Directions:
Transcribe the lines of the records starting with the one that has "clothing in the photo above." in it and ending with the last, and transcribe nothing else.

Records to use:
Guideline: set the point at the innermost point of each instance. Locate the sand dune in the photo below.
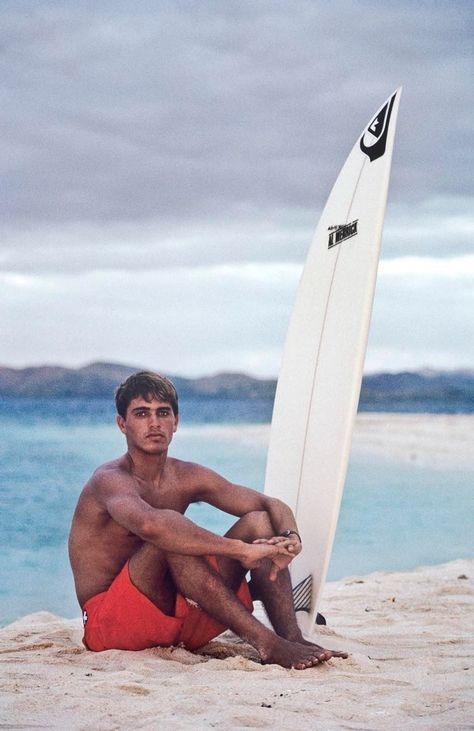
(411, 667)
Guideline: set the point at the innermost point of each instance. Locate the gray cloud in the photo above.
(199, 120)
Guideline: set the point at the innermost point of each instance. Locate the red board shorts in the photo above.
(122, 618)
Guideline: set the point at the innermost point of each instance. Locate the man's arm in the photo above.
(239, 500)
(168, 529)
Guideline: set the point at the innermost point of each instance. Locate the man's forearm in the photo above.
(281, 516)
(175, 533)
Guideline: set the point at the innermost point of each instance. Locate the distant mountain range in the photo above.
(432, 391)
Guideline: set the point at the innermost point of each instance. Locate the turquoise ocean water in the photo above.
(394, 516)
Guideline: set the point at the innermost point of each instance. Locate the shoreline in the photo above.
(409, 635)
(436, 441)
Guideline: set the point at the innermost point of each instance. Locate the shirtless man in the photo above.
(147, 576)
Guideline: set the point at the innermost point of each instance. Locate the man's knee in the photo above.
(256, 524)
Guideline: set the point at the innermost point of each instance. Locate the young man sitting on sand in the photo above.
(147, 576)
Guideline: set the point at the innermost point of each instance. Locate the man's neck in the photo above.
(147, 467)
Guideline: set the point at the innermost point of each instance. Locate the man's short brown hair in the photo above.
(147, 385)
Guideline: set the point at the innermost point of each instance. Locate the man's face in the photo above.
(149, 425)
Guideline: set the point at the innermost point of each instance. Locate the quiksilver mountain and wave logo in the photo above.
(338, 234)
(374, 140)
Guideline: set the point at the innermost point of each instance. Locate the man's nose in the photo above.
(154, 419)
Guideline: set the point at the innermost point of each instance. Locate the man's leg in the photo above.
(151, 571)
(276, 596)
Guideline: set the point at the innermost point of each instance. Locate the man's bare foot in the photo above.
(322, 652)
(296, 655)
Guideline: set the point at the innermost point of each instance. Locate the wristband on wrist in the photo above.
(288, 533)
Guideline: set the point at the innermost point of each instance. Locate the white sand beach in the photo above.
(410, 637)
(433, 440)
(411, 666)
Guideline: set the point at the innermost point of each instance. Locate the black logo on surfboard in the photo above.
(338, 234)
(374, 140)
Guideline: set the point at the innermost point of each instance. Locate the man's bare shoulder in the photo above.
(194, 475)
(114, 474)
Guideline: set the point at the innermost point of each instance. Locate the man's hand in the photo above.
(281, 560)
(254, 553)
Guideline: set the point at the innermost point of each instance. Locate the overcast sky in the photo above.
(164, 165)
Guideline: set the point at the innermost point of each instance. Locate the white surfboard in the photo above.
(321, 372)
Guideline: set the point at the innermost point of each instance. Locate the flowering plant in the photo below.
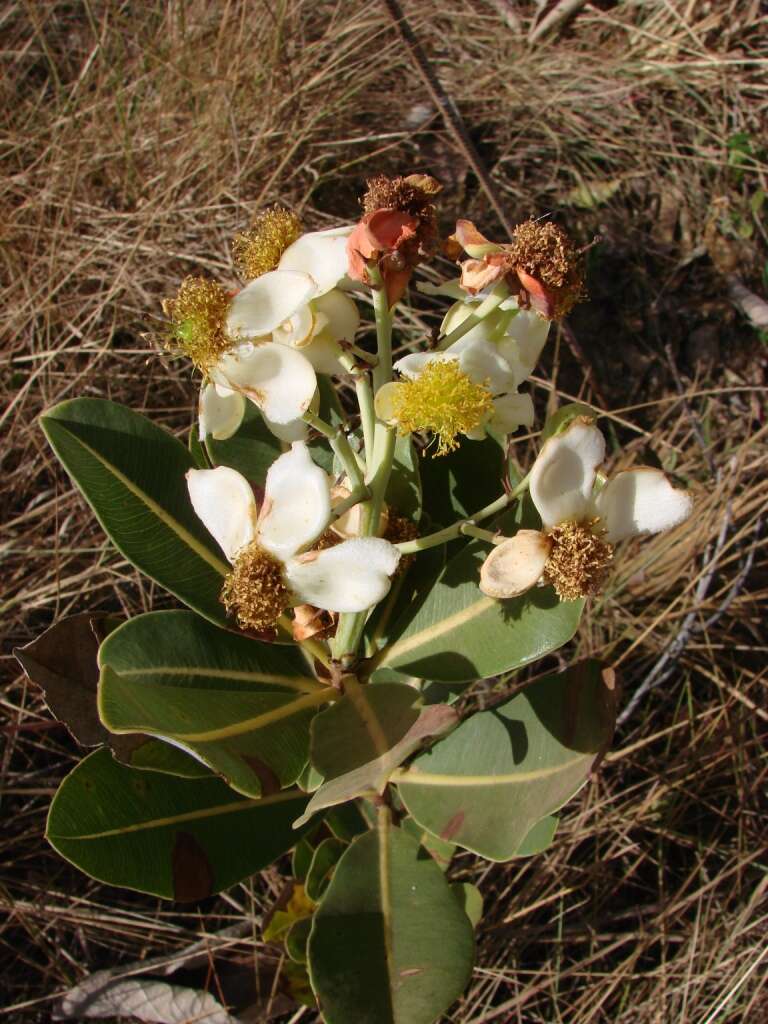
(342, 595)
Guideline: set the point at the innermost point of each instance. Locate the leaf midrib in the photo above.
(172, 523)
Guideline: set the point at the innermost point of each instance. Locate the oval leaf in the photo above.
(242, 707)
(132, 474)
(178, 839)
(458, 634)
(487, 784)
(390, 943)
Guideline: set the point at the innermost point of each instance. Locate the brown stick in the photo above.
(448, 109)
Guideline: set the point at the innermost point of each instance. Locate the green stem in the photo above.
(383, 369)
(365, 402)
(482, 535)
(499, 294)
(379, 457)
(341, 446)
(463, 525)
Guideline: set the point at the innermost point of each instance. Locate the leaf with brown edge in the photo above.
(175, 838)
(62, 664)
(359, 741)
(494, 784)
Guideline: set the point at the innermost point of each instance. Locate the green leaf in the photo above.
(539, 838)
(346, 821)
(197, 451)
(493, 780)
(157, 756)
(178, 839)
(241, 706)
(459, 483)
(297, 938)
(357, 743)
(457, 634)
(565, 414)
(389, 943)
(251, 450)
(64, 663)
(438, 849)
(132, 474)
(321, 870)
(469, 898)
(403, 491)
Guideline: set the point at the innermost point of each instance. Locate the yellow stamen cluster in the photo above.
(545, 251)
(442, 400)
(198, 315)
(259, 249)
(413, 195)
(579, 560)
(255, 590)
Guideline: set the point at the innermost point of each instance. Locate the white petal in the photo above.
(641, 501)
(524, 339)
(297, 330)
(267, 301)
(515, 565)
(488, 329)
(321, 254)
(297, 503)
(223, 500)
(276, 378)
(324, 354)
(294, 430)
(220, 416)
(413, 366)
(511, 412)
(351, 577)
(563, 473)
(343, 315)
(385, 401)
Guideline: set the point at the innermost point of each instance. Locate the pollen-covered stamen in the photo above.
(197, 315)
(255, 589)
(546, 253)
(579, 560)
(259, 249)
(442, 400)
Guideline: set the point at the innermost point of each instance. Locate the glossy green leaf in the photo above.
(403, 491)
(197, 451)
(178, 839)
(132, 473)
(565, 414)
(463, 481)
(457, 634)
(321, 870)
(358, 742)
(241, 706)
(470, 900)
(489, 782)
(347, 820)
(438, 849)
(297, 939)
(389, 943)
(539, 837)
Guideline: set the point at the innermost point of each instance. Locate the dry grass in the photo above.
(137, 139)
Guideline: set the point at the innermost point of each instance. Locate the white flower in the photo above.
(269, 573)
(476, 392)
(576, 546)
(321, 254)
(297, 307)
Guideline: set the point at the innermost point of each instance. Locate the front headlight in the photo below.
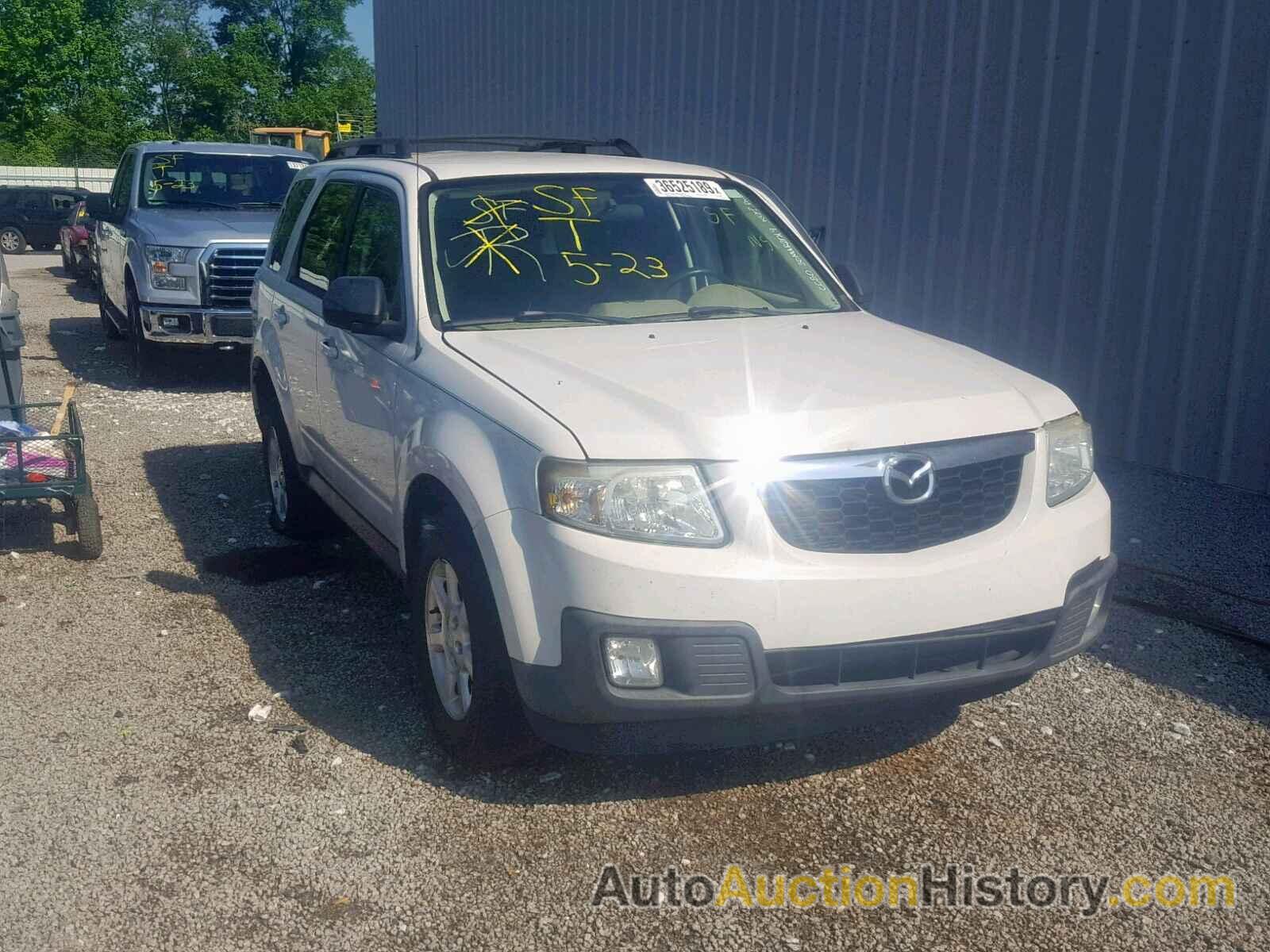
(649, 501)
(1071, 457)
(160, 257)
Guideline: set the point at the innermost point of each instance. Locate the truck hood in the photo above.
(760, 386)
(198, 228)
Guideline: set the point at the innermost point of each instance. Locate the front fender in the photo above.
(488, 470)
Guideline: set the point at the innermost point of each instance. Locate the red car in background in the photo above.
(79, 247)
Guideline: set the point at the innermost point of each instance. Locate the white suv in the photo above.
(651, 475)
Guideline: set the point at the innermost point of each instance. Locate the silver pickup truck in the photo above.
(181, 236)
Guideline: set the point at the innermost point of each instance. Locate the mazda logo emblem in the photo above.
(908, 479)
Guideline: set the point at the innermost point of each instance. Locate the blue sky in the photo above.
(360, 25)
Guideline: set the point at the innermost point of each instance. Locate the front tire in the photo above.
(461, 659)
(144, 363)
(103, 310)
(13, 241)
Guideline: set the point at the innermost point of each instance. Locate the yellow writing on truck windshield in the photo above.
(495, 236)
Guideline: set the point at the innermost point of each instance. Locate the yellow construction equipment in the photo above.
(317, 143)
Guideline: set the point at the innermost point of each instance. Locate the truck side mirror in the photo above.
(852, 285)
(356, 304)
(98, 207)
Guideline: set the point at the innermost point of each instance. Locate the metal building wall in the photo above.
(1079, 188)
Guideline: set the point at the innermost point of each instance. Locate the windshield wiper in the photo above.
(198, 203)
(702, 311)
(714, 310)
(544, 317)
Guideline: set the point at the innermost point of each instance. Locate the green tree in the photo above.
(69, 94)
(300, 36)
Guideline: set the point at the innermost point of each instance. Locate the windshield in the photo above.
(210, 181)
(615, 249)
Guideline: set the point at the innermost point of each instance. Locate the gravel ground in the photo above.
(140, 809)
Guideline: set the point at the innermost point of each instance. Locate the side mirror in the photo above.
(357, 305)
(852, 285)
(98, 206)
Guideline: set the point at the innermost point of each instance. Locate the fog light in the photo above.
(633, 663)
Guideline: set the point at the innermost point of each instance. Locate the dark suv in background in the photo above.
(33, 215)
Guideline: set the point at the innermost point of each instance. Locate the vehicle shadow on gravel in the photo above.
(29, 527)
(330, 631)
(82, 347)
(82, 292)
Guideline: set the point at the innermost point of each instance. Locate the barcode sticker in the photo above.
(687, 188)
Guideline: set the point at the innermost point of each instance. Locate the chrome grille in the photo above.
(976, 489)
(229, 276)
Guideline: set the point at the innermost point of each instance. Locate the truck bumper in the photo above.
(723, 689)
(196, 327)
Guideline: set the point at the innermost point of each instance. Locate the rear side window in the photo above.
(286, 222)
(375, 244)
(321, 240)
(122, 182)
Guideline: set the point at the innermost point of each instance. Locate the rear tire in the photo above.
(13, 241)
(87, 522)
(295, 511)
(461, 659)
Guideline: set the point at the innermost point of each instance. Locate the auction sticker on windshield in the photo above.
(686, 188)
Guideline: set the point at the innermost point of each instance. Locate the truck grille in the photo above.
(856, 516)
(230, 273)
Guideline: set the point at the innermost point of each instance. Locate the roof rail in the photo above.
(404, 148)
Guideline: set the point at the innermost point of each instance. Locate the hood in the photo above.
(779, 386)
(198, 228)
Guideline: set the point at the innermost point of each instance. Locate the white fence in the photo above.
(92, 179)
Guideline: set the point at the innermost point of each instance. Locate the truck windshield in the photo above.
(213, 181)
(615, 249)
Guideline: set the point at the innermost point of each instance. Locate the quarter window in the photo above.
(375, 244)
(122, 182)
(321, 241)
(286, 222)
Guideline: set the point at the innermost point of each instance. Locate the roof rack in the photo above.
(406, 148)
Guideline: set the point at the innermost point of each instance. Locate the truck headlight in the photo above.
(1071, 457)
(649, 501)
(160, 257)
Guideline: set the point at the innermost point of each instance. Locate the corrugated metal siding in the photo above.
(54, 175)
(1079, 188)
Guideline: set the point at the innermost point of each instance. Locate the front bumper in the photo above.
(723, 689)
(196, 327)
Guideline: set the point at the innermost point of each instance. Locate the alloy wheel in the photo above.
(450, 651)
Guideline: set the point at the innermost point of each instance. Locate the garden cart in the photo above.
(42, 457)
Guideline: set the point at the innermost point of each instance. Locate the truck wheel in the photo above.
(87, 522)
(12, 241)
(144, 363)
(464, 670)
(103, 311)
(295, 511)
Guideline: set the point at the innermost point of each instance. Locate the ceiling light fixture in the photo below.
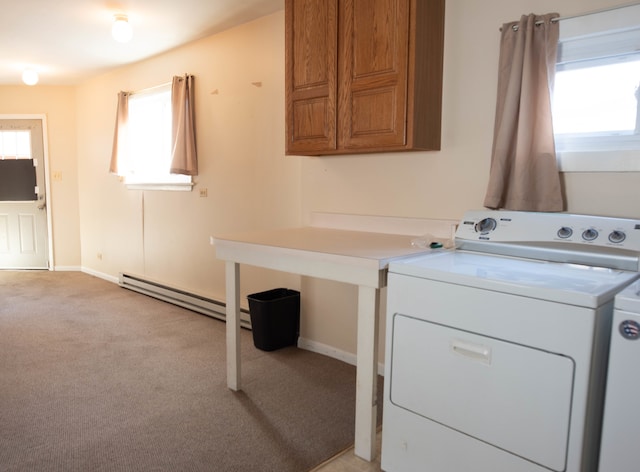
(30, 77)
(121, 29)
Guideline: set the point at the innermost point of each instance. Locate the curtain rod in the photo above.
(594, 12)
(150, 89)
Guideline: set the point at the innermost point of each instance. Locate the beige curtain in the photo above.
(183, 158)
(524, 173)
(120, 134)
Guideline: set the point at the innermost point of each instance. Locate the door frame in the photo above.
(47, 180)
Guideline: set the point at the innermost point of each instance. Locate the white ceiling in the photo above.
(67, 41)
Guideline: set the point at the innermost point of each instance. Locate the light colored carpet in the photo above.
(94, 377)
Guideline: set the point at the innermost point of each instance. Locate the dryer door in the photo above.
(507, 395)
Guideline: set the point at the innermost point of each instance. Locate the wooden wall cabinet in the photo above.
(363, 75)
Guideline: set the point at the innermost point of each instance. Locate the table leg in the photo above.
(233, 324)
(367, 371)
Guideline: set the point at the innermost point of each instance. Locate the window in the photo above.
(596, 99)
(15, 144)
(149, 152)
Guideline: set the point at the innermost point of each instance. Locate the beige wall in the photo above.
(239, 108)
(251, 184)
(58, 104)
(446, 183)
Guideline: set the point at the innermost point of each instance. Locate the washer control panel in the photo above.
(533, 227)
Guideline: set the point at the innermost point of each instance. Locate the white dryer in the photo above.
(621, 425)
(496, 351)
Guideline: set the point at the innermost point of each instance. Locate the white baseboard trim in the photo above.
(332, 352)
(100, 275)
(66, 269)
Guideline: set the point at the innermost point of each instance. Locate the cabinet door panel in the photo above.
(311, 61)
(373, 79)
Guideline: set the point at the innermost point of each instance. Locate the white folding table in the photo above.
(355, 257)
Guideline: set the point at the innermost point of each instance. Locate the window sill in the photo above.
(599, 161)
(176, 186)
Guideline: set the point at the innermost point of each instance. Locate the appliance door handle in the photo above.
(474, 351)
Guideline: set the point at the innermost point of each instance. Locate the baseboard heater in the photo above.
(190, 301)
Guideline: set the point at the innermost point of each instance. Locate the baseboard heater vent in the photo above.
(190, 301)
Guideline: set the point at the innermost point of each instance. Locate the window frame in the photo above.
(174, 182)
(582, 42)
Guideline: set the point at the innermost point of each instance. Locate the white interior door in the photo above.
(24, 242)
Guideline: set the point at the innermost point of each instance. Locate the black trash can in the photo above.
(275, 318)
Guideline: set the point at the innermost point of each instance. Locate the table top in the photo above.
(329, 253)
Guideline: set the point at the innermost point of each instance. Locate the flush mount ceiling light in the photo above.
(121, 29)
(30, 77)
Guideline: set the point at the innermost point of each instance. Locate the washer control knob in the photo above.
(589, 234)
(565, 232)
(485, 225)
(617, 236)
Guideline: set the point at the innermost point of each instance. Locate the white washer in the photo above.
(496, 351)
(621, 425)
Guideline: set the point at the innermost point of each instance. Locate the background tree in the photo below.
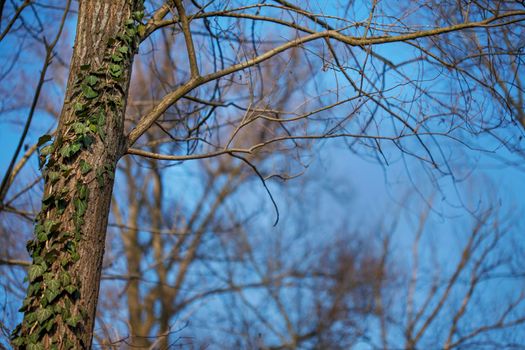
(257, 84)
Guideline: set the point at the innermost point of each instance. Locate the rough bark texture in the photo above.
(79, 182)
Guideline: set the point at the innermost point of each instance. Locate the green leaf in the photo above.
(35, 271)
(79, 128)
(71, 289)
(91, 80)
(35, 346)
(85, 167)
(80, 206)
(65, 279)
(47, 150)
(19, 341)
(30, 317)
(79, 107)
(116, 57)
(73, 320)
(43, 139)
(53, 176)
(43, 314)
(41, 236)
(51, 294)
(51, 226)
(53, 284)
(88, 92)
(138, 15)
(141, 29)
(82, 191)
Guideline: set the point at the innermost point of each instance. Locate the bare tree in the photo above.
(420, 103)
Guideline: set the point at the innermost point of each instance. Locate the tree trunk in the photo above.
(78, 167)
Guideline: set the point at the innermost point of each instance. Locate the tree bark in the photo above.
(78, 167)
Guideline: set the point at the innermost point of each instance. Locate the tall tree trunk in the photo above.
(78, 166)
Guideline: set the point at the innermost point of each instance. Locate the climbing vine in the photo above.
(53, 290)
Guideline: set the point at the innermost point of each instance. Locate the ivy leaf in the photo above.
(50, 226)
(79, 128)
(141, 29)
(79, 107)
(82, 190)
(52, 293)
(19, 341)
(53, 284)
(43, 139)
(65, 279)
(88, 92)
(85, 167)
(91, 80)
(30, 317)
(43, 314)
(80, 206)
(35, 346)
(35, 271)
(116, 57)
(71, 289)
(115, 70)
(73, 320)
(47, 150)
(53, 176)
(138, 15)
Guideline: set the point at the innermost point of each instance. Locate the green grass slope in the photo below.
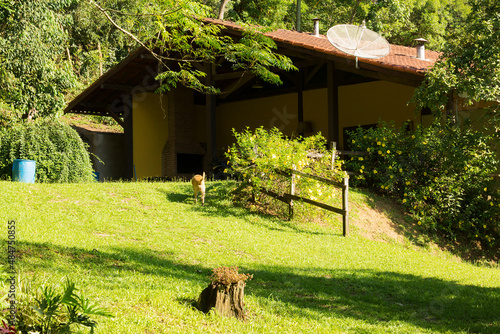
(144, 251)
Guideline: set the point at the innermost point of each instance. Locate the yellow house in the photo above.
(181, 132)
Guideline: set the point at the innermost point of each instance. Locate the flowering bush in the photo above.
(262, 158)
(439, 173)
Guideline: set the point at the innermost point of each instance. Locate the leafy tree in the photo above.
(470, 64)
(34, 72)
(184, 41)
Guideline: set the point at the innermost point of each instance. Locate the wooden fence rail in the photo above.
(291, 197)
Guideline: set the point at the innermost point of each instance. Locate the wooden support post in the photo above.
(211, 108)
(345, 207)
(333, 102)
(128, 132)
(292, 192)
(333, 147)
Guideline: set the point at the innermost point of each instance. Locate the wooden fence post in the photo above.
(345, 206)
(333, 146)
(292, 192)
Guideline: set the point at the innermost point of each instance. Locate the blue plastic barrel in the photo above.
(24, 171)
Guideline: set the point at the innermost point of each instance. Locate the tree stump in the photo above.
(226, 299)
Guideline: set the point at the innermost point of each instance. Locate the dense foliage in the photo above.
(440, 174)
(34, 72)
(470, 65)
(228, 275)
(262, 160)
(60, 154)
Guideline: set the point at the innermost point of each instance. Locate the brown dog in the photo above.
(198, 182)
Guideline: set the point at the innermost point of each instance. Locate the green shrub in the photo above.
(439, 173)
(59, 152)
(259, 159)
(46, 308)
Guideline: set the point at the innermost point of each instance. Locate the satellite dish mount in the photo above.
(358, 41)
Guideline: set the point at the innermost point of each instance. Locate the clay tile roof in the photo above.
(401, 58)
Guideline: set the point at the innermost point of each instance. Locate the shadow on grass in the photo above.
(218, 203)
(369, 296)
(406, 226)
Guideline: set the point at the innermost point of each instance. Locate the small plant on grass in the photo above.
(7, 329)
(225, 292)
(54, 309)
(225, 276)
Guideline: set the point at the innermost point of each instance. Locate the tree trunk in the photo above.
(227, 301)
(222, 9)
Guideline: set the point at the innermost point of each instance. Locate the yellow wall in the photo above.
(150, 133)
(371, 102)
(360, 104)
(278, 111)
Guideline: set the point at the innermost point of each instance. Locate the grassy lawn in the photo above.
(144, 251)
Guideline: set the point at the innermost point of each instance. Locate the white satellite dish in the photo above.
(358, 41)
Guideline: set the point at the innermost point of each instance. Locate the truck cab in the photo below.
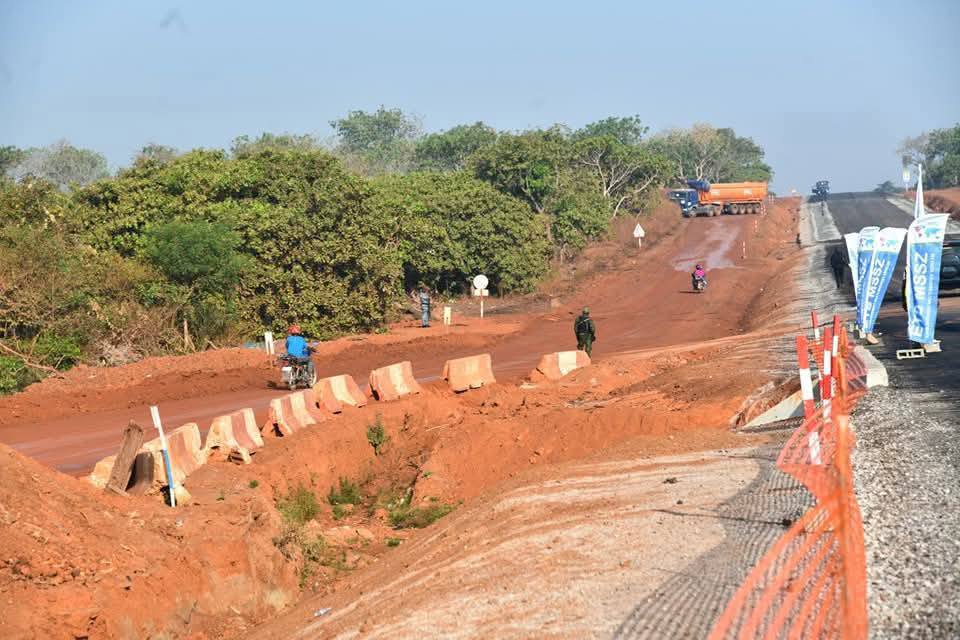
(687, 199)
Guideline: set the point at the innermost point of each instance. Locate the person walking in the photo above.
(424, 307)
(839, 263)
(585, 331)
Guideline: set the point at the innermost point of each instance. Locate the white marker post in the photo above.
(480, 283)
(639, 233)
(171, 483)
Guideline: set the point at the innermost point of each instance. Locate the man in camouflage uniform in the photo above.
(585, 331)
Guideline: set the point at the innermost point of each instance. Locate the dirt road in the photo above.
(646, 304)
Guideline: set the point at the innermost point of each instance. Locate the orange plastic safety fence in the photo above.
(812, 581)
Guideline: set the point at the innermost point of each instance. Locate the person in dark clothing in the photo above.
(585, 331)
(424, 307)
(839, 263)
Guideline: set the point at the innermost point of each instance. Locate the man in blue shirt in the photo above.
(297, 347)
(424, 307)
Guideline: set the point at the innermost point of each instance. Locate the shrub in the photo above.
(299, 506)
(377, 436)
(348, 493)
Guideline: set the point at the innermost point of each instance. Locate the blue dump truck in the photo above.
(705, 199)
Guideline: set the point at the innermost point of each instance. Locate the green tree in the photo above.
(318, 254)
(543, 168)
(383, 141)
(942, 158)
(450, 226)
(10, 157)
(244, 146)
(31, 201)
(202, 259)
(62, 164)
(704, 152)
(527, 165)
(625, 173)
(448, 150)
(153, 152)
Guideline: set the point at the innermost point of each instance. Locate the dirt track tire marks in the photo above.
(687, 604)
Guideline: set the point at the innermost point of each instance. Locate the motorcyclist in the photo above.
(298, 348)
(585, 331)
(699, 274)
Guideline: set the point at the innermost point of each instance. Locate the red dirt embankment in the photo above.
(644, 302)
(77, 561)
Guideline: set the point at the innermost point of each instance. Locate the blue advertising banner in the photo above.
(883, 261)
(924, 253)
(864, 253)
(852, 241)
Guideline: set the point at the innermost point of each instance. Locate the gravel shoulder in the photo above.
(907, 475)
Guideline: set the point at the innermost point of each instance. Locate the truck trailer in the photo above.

Response to this task:
Guideline: set the point at the innermost point of each instance. Locate the person in dark clothing in the photo above.
(585, 331)
(424, 307)
(839, 263)
Guideline: set the point at the innermost point of each instance. Locate the man in blue shirt in the photo above.
(297, 347)
(424, 307)
Guideline: set the point at the innermost point of each instance. Locate the shrub in the photo above.
(299, 506)
(377, 436)
(348, 493)
Guideline: set the point at the innermost point of each instance. Locate the blue dump truck in the photo above.
(705, 199)
Guideline: set the point at the innermost point of each instance. Locate the green tree in the photo above.
(318, 254)
(543, 168)
(383, 141)
(942, 158)
(450, 226)
(10, 157)
(244, 146)
(31, 201)
(202, 259)
(62, 164)
(704, 152)
(527, 165)
(625, 173)
(448, 150)
(153, 152)
Guideline: set the point at the innermost point of each instance. Locate the dirt track tire marks in the photo above.
(687, 604)
Guideline: set the point at the innermost point of each instance. Locate the motorcyclist in the photo above.
(298, 348)
(585, 331)
(699, 274)
Guideline: set the point at the innermost point of each instance. Locate the red dirt embankment in the photo above.
(644, 302)
(77, 561)
Guideline: set the point at the innermost point of each instance. Locate the blue advertising banner in the photo above.
(883, 261)
(924, 253)
(864, 253)
(852, 241)
Guideline: set the point at the innermost point of each instance. Locate the gravel shoulder in the photo above.
(907, 475)
Guideline: set the point at the innermost point of each instance. Locate the truck trailer in the photo above.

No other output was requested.